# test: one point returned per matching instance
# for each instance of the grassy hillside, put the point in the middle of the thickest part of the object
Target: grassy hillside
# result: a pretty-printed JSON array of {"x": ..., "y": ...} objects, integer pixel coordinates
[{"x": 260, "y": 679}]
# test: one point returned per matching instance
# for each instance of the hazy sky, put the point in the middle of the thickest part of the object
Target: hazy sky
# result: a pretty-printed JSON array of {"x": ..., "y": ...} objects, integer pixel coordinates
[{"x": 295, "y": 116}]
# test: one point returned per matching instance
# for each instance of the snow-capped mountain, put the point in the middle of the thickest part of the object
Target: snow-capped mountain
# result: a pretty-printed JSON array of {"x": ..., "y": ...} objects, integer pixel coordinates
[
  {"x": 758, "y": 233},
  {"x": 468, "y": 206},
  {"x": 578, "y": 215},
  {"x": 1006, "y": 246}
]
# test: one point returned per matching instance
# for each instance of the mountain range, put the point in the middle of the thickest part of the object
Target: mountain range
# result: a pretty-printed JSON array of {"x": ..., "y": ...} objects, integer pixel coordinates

------------------------------

▶ EXERCISE DIRECTIONS:
Which lines of the material above hold the string "part"? Pull them out.

▶ EXPECTED OUTPUT:
# for each instance of the grassy hillside, put the point in the middle of the thickest part of the object
# for each instance of the hazy sky, put the point in the middle of the thickest part of the object
# for each instance of the snow-capped mountain, put the point in the middle of the thickest part of the object
# for each instance of the mountain range, put the point in the middle of the thickest part of the object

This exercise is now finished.